НАБОР ЗАДАНИЙ »
(a) Где, согласно отрывку о гитаре Gibson SG, сейчас находится этот инструмент?
(b) Процитируйте из отрывка о гитаре Gibson SG фрагмент от слов «Я встретился с» до слов «могу его забрать.» без каких-либо изменений.

ИСХОДНЫЙ ОТРЫВОК »
####

Это был праворукий Gibson SG, на котором я играл, перевернув его снизу вверх. Потом я встретил парня, который сказал:

– У меня есть друг, он правша и играет на перевернутой леворукой гитаре.

– Ты че, прикалываешься?! – спросил я его.

Я встретился с тем парнем, мы обменялись гитарами, и оба остались довольны. На моем Gibson SG стояли звукосниматели с одной катушкой, и, поскольку я использовал педаль treble booster (усиливает верхние частоты), они жутко шипели.

Я перебрал звукосниматели, уложил их в корпус и потом подключил вместе по-разному. Я снова возился с гитарой, проделав все то же самое, что и со «стратом». Этот SG был мне очень дорог, но больше у меня его нет. Он выставлен в качестве экспоната в кафе «Хард-рок». Но при желании я могу его забрать.

У нас не было времени присутствовать при окончательном сведении альбома, так как мы уезжали в европейский тур. Там, честно говоря, и сводить-то было нечего: все записано на четыре дорожки, ни сотен барабанов, ни наложений, так что все очень просто. Роджер Бейн с Томом Алломом добавили в песню «Black Sabbath» колокола и раскаты грома. Один из них притащил пленки с эффектами и предложил добавить.

####

ПРЕДОСТАВЛЕННЫЕ ДАННЫЕ »
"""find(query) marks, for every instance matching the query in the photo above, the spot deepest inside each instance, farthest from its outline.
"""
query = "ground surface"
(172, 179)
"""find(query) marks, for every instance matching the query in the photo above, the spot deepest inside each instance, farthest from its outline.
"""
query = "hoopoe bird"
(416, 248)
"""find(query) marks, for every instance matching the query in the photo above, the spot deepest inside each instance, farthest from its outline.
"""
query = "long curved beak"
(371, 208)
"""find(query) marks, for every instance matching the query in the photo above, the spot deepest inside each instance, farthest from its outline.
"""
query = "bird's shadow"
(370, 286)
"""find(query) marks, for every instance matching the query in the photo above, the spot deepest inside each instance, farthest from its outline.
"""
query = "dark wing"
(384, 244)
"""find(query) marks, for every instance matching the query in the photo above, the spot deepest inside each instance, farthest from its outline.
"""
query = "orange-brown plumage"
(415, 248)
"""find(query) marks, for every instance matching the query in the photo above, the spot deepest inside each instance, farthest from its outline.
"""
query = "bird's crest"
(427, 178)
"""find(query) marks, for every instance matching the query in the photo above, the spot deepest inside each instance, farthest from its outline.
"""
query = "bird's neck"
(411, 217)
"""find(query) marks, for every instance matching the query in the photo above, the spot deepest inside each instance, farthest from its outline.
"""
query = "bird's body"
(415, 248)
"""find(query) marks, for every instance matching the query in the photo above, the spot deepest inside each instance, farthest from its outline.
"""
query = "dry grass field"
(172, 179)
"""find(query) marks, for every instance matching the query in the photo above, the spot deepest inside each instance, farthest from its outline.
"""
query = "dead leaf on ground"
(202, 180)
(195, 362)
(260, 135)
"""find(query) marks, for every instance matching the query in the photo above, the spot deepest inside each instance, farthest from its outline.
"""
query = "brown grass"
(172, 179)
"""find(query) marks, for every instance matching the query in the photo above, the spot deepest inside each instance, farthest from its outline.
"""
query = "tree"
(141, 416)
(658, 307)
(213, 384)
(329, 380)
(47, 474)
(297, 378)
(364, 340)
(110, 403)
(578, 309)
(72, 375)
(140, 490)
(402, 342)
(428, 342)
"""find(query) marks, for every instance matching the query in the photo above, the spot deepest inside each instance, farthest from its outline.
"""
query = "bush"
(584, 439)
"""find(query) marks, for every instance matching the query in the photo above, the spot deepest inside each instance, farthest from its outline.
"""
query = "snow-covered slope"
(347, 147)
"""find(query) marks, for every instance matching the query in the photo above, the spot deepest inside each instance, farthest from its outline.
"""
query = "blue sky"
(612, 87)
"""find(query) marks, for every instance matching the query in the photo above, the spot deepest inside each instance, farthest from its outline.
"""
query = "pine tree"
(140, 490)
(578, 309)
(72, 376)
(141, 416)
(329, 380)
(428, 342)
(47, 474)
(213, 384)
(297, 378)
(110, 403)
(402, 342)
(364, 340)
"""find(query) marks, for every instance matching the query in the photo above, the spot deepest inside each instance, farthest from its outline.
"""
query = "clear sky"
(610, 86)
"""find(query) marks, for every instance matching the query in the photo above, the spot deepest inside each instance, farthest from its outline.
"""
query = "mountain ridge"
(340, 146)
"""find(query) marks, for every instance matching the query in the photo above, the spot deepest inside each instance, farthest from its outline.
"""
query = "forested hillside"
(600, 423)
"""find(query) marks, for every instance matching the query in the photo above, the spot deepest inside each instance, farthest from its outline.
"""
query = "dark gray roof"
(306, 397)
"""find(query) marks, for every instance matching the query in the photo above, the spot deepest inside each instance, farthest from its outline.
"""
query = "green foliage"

####

СПИСОК ОТВЕТОВ »
(a) Он выставлен в качестве экспоната в кафе «Хард-рок».

(b)
Я встретился с тем парнем, мы обменялись гитарами, и оба остались довольны. На моем Gibson SG стояли звукосниматели с одной катушкой, и, поскольку я использовал педаль treble booster (усиливает верхние частоты), они жутко шипели.

Я перебрал звукосниматели, уложил их в корпус и потом подключил вместе по-разному. Я снова возился с гитарой, проделав все то же самое, что и со «стратом». Этот SG был мне очень дорог, но больше у меня его нет. Он выставлен в качестве экспоната в кафе «Хард-рок». Но при желании я могу его забрать.